— begin Material for this exercise —

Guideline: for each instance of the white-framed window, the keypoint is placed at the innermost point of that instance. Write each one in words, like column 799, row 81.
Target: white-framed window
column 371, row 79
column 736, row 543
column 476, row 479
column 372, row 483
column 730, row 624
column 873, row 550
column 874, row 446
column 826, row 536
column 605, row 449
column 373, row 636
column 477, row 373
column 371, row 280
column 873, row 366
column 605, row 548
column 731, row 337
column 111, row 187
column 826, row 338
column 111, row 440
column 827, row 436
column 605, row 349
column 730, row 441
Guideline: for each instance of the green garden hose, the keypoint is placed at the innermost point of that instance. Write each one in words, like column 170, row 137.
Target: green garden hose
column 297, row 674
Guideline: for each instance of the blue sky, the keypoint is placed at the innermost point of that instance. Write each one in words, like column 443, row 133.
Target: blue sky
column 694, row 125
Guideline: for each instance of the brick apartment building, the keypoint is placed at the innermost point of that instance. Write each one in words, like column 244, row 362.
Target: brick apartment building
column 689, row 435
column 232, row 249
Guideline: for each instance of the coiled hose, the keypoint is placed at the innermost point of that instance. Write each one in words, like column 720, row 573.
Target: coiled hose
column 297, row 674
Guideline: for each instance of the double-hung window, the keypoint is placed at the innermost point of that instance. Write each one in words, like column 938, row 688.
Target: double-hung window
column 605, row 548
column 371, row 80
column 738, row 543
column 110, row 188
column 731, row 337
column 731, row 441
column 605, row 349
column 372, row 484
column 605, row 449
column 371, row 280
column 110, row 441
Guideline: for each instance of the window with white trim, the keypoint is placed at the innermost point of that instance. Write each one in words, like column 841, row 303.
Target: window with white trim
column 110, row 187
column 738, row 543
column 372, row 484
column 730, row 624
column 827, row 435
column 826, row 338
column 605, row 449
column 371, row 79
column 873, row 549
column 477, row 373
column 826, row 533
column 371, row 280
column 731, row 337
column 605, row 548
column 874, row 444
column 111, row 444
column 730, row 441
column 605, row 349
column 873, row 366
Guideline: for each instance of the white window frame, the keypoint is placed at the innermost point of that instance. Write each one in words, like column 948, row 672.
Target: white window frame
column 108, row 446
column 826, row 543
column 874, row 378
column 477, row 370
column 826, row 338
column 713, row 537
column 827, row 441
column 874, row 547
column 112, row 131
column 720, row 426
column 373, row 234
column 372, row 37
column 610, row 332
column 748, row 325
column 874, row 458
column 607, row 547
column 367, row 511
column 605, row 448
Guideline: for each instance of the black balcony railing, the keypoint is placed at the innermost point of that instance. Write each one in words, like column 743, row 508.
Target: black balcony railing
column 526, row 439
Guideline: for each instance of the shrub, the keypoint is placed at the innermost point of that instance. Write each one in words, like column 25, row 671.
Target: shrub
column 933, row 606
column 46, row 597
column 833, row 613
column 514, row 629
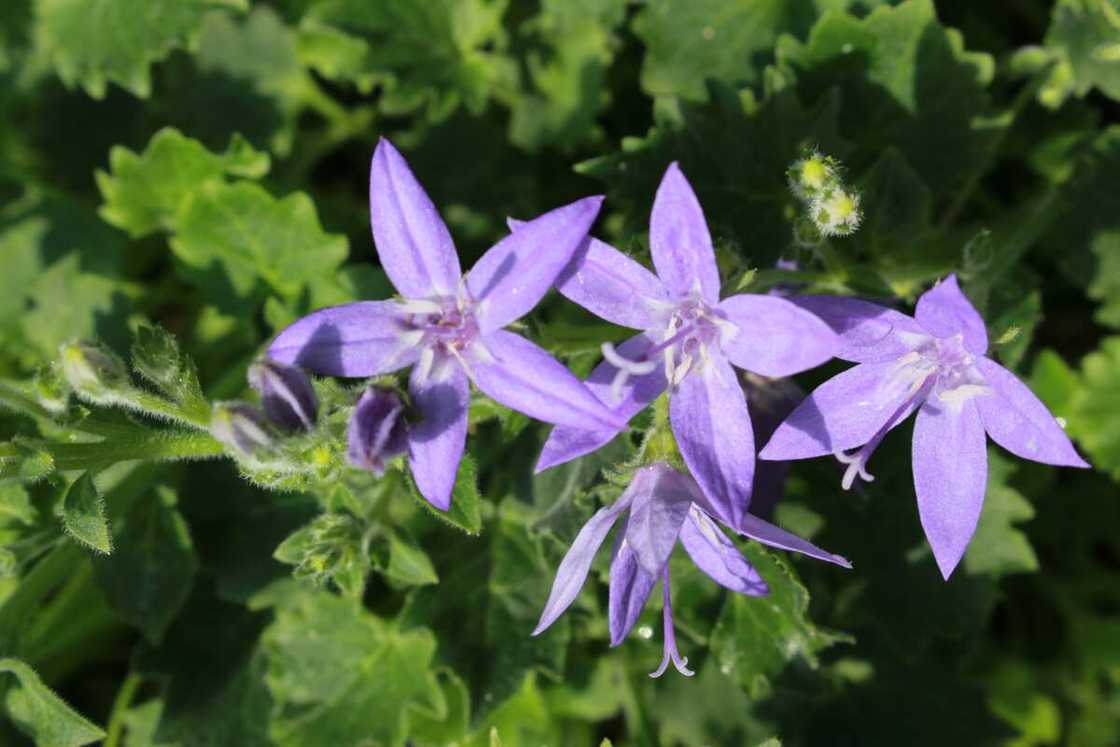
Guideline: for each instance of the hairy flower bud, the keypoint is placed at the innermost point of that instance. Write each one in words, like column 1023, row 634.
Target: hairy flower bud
column 286, row 393
column 241, row 427
column 93, row 371
column 378, row 431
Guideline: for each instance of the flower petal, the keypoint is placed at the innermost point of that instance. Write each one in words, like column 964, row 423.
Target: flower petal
column 656, row 514
column 630, row 588
column 413, row 243
column 950, row 476
column 845, row 412
column 708, row 412
column 521, row 375
column 566, row 444
column 436, row 444
column 577, row 562
column 510, row 279
column 679, row 239
column 366, row 338
column 775, row 337
column 1018, row 421
column 614, row 287
column 945, row 311
column 718, row 557
column 775, row 537
column 868, row 333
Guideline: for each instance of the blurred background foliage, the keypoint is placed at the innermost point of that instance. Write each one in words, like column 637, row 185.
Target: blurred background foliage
column 203, row 164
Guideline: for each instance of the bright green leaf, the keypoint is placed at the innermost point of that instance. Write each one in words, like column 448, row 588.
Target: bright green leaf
column 42, row 715
column 84, row 514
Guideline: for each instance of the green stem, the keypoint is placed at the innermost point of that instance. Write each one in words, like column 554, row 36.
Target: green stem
column 121, row 705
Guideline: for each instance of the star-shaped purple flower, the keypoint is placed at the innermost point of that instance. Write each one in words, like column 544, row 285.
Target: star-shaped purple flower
column 663, row 506
column 934, row 363
column 691, row 339
column 450, row 326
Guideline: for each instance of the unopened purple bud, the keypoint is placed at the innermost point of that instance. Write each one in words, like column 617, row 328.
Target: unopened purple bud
column 241, row 427
column 287, row 394
column 378, row 431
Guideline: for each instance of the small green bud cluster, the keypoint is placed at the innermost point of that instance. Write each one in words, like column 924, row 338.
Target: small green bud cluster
column 832, row 207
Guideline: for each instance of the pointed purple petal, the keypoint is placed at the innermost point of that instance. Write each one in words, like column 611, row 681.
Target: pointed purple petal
column 519, row 374
column 630, row 588
column 442, row 398
column 868, row 333
column 775, row 337
column 718, row 557
column 775, row 537
column 845, row 412
column 515, row 273
column 366, row 338
column 708, row 412
column 655, row 517
column 679, row 239
column 614, row 287
column 945, row 311
column 413, row 244
column 566, row 444
column 950, row 476
column 1018, row 421
column 577, row 562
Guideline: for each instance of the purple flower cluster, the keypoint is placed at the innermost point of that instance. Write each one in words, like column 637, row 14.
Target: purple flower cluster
column 450, row 328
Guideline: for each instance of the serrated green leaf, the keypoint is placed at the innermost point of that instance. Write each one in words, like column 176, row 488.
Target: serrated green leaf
column 93, row 43
column 339, row 675
column 148, row 578
column 691, row 41
column 998, row 547
column 567, row 76
column 84, row 514
column 147, row 192
column 236, row 239
column 42, row 715
column 1082, row 38
column 466, row 502
column 756, row 637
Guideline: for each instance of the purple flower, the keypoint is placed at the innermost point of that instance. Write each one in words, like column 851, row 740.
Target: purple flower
column 449, row 325
column 933, row 363
column 690, row 342
column 286, row 392
column 378, row 431
column 662, row 506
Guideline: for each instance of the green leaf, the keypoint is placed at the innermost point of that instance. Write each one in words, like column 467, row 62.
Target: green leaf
column 93, row 43
column 148, row 192
column 1093, row 420
column 691, row 41
column 148, row 578
column 905, row 81
column 408, row 563
column 466, row 501
column 339, row 675
column 42, row 715
column 429, row 56
column 567, row 77
column 1083, row 39
column 234, row 239
column 84, row 514
column 755, row 637
column 998, row 548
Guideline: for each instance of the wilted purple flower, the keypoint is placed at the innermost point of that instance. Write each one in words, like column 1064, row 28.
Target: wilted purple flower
column 378, row 431
column 663, row 506
column 449, row 325
column 286, row 392
column 690, row 343
column 241, row 427
column 934, row 363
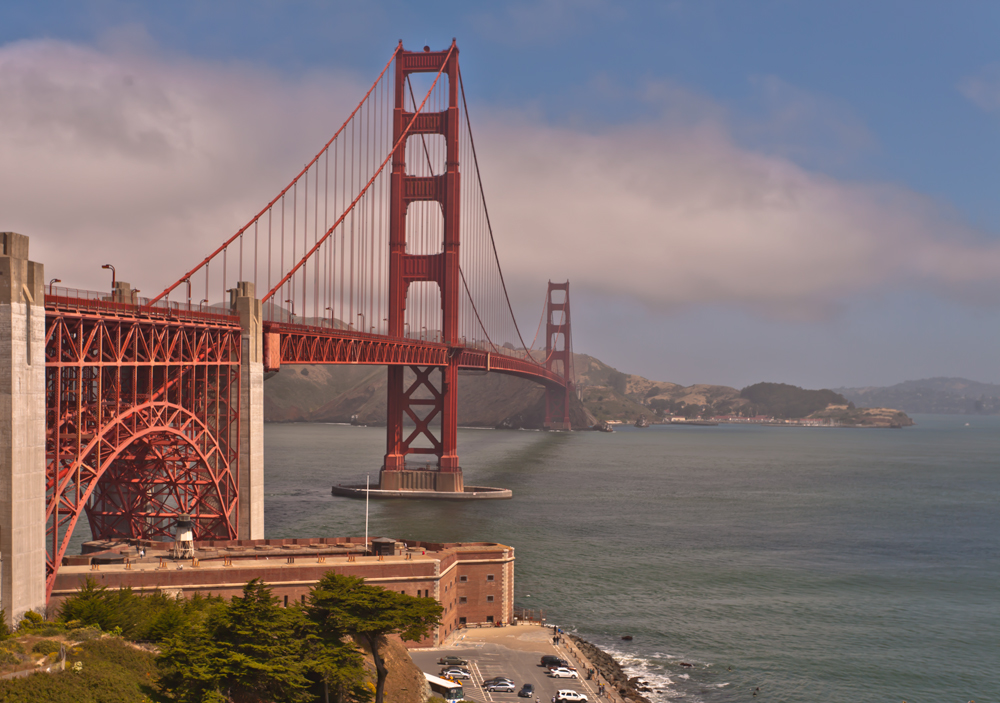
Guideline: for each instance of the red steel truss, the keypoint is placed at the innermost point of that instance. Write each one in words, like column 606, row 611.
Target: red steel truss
column 298, row 344
column 142, row 422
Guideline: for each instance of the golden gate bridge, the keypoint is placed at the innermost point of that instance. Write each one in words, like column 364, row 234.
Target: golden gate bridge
column 380, row 251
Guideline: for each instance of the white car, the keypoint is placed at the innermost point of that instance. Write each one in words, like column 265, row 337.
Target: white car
column 455, row 673
column 563, row 673
column 501, row 687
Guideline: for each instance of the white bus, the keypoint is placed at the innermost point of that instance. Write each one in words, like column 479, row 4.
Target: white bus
column 449, row 690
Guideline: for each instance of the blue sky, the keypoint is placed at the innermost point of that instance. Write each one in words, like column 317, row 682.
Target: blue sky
column 875, row 125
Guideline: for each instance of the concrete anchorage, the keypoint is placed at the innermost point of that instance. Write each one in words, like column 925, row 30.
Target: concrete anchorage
column 251, row 466
column 22, row 429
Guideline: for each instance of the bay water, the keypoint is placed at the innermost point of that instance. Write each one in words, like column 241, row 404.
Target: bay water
column 797, row 564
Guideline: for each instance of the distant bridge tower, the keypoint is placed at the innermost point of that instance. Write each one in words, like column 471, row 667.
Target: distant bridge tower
column 424, row 402
column 558, row 351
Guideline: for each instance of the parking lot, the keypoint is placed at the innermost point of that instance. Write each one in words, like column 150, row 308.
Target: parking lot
column 514, row 652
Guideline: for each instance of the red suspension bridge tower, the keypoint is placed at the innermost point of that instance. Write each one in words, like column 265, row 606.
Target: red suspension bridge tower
column 134, row 411
column 424, row 402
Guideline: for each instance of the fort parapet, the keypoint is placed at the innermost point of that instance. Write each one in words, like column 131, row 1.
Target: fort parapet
column 473, row 581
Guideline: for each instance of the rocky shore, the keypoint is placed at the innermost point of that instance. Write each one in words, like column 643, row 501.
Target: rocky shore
column 630, row 689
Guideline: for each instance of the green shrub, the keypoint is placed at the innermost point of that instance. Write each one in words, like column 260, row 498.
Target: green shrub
column 85, row 634
column 111, row 672
column 46, row 647
column 30, row 621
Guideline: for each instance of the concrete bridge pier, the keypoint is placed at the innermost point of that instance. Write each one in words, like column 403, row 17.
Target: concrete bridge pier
column 22, row 429
column 250, row 481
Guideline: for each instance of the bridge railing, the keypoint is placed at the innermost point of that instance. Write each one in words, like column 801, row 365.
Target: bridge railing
column 106, row 303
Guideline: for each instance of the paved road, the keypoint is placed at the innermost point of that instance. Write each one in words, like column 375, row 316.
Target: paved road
column 519, row 661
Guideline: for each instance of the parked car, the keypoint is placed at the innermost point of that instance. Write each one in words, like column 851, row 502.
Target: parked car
column 455, row 673
column 497, row 679
column 563, row 673
column 501, row 687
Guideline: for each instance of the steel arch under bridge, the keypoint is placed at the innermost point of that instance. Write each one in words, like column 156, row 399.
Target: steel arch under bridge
column 142, row 422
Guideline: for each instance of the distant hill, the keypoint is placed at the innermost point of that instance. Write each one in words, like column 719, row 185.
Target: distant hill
column 931, row 395
column 782, row 401
column 337, row 393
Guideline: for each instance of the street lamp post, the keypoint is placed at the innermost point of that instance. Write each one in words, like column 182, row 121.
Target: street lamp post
column 109, row 266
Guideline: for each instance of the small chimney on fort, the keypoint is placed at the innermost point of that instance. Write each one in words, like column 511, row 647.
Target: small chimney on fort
column 184, row 537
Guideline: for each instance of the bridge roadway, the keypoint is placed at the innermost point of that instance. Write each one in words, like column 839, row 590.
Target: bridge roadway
column 286, row 343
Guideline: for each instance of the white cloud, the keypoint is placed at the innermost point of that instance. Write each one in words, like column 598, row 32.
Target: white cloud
column 149, row 162
column 683, row 215
column 145, row 161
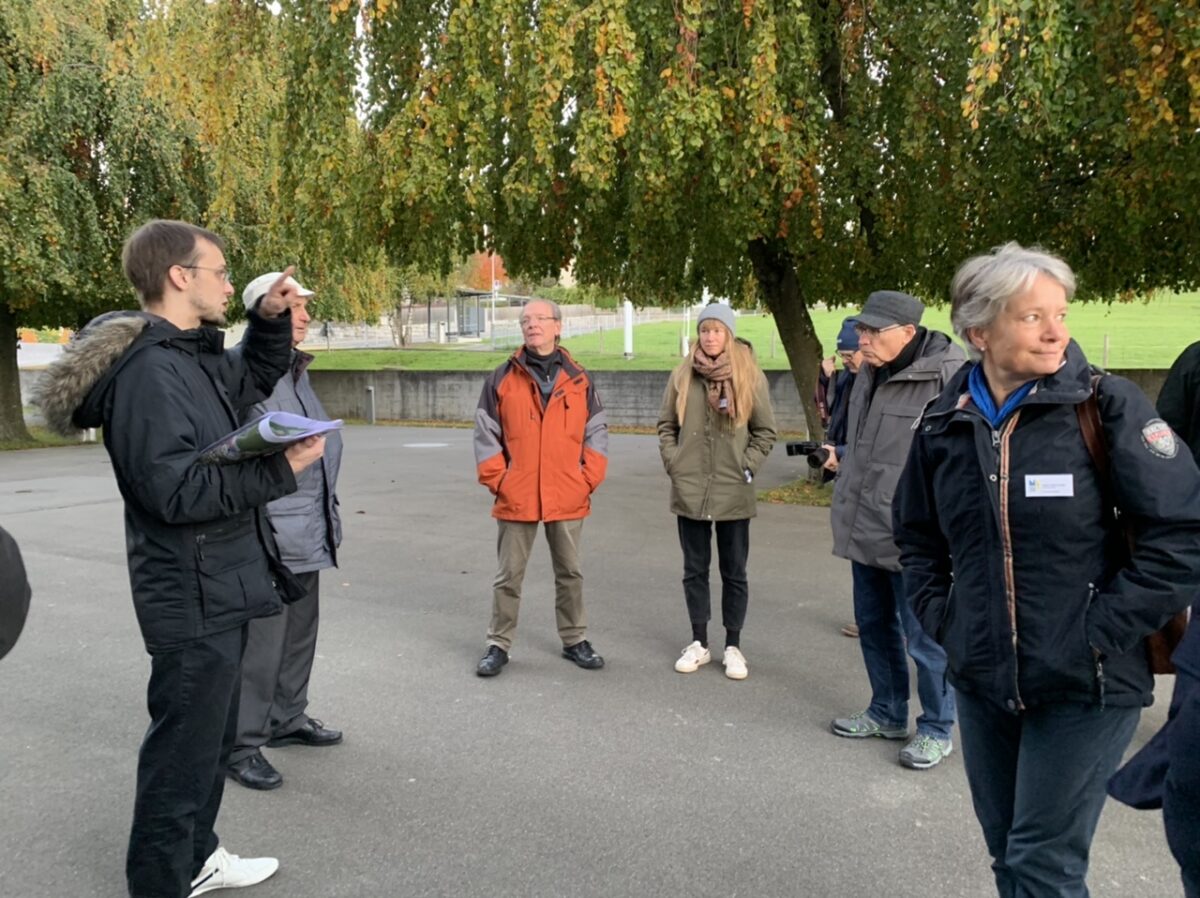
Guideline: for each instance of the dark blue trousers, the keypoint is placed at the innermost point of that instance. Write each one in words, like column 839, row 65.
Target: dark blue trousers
column 1038, row 784
column 1181, row 795
column 193, row 720
column 887, row 628
column 732, row 550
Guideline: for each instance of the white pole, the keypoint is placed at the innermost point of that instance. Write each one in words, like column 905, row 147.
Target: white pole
column 629, row 329
column 493, row 299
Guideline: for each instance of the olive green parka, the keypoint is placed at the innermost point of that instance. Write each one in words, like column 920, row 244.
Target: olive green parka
column 707, row 460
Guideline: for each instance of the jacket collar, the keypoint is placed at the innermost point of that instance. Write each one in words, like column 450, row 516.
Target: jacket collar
column 570, row 366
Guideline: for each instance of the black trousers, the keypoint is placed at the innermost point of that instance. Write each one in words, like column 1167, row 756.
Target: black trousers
column 1181, row 795
column 193, row 718
column 275, row 671
column 732, row 550
column 1037, row 783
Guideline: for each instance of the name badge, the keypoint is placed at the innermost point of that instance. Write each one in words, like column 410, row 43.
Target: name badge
column 1048, row 486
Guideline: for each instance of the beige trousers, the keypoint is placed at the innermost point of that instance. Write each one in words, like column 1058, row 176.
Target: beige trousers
column 514, row 545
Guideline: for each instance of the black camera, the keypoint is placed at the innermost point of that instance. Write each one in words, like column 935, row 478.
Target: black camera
column 815, row 452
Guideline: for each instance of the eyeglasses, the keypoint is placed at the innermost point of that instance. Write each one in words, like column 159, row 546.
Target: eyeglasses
column 222, row 273
column 863, row 330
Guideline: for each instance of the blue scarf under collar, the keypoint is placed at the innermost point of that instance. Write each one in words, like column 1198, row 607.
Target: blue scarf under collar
column 982, row 396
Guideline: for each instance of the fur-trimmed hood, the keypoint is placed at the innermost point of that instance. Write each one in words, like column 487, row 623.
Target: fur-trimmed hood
column 67, row 390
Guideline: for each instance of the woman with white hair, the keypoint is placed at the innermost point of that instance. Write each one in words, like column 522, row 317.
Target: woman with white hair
column 1015, row 563
column 715, row 429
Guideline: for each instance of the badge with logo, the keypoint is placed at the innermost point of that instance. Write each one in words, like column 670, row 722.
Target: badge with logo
column 1159, row 438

— end Material for this exercise —

> [What to produce]
Arrange the stretch from the start of the records through the line containing "column 476, row 479" as a two-column CSV headed source_text and answer, with one row for each text-and-answer pair. Put each in a single quoted field and turn its line breaks into spaces.

> [Result of the exercise]
source_text,answer
"Guideline: for each instance of the white-framed window, the keypoint is placed at the innermost point of that instance. Write each one in words, like column 799, row 81. Target: white-framed window","column 371, row 79 column 736, row 543 column 476, row 479"